→ EXERCISE GOAL: All lines from the one containing "Expected: for every instance of the running shoe, one" to the end of the entries below must be output exactly, and no other lines.
-- INPUT FOR THIS TASK follows --
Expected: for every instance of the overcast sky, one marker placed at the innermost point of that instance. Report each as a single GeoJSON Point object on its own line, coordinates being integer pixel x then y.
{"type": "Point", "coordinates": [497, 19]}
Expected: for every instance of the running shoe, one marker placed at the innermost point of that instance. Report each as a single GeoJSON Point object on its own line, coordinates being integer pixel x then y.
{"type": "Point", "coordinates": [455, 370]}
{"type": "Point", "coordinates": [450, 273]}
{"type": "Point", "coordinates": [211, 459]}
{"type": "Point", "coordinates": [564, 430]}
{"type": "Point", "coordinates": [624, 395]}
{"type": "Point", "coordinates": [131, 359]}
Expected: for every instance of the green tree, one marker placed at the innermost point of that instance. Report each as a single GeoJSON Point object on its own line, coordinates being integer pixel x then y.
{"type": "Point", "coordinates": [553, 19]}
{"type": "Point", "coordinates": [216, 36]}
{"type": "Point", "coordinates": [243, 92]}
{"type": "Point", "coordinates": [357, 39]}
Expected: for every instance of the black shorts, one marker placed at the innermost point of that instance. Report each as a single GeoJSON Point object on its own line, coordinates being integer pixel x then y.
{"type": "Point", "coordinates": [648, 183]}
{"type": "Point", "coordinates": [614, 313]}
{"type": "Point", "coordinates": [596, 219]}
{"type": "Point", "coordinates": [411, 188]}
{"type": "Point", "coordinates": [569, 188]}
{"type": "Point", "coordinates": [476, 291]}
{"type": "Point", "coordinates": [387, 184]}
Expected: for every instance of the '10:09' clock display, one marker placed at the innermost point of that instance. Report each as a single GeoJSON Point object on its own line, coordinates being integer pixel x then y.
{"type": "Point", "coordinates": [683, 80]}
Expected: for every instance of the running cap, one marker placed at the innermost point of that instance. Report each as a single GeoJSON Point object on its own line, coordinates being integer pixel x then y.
-- INPUT FOR THIS TASK concluded --
→ OUTPUT FOR THIS EXERCISE:
Expected: for every instance of the running shoe, one marker placed at the innermost point of that instance. Report each as a single GeoJSON Point object on its own line, coordinates being integer pixel x then y.
{"type": "Point", "coordinates": [455, 370]}
{"type": "Point", "coordinates": [450, 273]}
{"type": "Point", "coordinates": [211, 459]}
{"type": "Point", "coordinates": [564, 430]}
{"type": "Point", "coordinates": [624, 395]}
{"type": "Point", "coordinates": [131, 359]}
Expected: for every instance of the green tree, one marker placed at the innermost point of that instance. Report each as a single GeoJSON Point object on its own line, coordinates being integer pixel x then y.
{"type": "Point", "coordinates": [553, 19]}
{"type": "Point", "coordinates": [216, 36]}
{"type": "Point", "coordinates": [243, 92]}
{"type": "Point", "coordinates": [357, 39]}
Expected: for every instance of the black shorts, one marker placed at the innermost point of that instance. Report each as a single GeoJSON Point object on its own line, coordinates being integer pixel x then y.
{"type": "Point", "coordinates": [648, 183]}
{"type": "Point", "coordinates": [614, 313]}
{"type": "Point", "coordinates": [596, 219]}
{"type": "Point", "coordinates": [411, 188]}
{"type": "Point", "coordinates": [569, 188]}
{"type": "Point", "coordinates": [476, 291]}
{"type": "Point", "coordinates": [387, 184]}
Expected: for every instance of the '10:09' clock display, one marker placed at the innermost point of that instance. Report each as a single GeoJSON Point object on its own line, coordinates being integer pixel x then y.
{"type": "Point", "coordinates": [683, 80]}
Expected: for every instance of the running cap, one marker placed at the innermost point of that instance. Report each as a single GeoJSON Point object on its own line, coordinates being integer pixel x then y.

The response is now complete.